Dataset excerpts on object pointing

— START —

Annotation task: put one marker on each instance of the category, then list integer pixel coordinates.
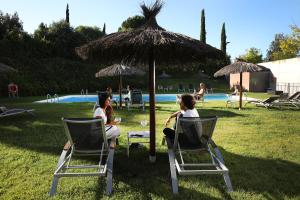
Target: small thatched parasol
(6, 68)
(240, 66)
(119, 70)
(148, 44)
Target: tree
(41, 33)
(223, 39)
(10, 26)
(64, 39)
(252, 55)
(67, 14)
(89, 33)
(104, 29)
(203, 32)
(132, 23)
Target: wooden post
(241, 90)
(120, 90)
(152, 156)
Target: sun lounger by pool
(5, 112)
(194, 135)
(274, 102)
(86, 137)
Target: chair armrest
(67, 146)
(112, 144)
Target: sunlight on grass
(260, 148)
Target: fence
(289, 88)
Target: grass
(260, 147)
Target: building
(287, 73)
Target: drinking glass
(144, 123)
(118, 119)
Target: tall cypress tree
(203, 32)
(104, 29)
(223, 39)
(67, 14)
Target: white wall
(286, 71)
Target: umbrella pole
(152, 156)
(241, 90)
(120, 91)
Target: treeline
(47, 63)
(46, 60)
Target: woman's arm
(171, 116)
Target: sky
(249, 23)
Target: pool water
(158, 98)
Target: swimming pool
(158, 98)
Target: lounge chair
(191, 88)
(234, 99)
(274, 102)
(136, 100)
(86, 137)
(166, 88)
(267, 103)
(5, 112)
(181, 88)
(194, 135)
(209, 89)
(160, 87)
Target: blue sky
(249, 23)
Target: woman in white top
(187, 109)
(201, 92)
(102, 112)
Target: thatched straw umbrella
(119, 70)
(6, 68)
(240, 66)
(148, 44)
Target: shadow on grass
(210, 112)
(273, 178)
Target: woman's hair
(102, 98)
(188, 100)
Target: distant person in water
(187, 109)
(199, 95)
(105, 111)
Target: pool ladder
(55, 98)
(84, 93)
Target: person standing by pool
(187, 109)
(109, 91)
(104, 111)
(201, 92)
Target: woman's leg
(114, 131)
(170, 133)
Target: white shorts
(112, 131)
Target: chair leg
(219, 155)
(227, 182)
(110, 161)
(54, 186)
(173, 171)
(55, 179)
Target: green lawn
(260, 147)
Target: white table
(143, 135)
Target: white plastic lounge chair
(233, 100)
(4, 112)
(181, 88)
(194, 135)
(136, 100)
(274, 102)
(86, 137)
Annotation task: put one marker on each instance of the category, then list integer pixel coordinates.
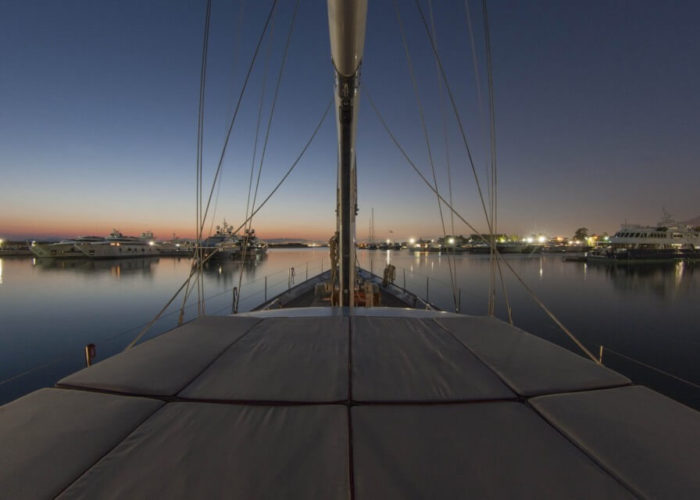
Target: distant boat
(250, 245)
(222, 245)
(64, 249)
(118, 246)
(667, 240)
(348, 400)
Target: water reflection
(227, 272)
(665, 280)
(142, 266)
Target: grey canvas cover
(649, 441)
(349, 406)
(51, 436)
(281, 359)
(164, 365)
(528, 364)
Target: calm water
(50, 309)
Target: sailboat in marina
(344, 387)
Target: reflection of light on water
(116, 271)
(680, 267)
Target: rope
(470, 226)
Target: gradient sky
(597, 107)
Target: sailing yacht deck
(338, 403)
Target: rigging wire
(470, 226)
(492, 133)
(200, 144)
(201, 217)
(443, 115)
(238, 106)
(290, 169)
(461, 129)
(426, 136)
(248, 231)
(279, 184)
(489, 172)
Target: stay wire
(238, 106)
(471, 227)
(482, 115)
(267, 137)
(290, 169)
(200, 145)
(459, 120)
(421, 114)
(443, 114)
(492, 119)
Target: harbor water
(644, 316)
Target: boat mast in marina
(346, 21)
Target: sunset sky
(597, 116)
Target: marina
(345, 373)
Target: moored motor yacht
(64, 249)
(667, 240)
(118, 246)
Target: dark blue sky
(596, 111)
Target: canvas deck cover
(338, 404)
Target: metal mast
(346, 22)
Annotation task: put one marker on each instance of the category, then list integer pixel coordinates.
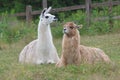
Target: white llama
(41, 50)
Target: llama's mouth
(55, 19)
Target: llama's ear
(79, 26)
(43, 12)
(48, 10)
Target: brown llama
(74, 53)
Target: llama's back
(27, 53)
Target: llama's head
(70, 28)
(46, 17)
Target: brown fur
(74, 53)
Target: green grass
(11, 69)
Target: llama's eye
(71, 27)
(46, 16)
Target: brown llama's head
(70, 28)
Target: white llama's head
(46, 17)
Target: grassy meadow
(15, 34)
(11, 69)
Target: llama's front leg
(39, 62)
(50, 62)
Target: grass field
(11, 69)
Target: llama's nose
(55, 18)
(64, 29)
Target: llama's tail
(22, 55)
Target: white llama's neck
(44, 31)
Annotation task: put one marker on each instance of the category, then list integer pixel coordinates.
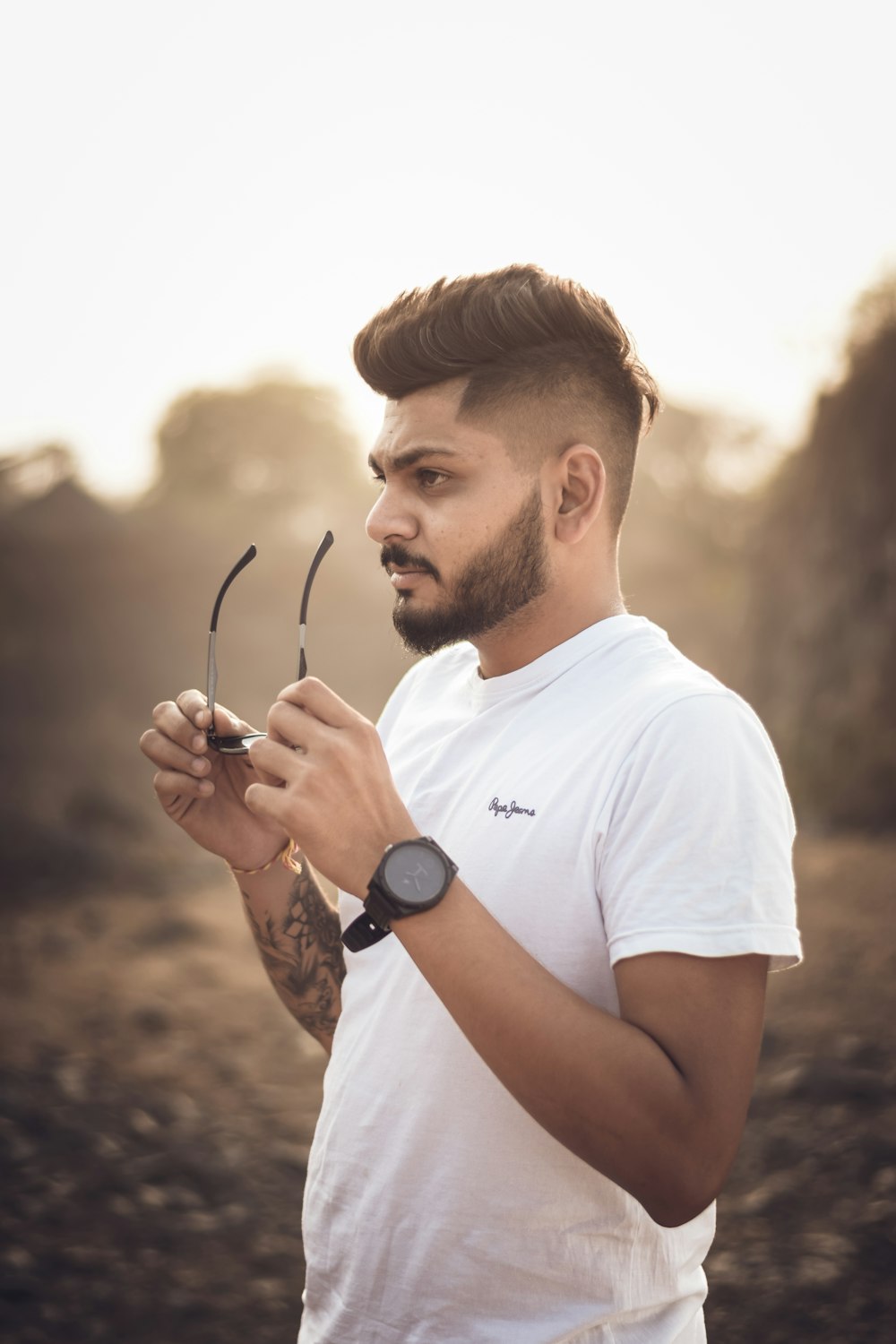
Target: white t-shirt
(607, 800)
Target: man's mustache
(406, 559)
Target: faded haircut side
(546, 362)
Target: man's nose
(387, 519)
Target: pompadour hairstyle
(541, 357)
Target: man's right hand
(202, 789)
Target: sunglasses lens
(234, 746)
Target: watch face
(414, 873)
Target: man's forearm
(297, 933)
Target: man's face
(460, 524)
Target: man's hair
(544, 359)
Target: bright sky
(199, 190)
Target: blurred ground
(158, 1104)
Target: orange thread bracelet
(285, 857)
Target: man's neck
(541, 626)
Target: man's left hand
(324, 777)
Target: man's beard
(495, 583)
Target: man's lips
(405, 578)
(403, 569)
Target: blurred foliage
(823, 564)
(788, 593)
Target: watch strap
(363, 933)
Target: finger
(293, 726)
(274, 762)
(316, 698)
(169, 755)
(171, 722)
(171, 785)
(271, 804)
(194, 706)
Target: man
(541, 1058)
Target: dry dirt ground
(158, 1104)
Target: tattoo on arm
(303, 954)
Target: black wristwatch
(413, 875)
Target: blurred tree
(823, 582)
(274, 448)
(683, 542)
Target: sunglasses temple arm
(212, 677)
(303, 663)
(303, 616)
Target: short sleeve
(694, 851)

— END —

Set task
Update the part of the material that opens with the line containing "Target: sunglasses lens" and closes with the line containing "(541, 1058)", replacing "blurred foliage" with "blurry leaves" and leaving everything else unchanged. Give back only those lines.

Solution
Target: sunglasses lens
(234, 746)
Target: watch face
(414, 873)
Target: man's forearm
(297, 933)
Target: man's face
(460, 524)
Target: man's hair
(544, 359)
Target: bright sky
(199, 190)
Target: blurred ground
(158, 1104)
Target: orange thread bracelet
(285, 857)
Target: man's neck
(541, 626)
Target: man's left hand
(324, 777)
Target: man's beard
(495, 583)
Target: man's lips
(405, 578)
(403, 569)
Target: blurry leaves
(823, 564)
(788, 593)
Target: watch strap
(363, 933)
Target: finger
(293, 726)
(274, 762)
(316, 698)
(169, 755)
(171, 722)
(171, 785)
(271, 804)
(194, 706)
Target: man
(541, 1058)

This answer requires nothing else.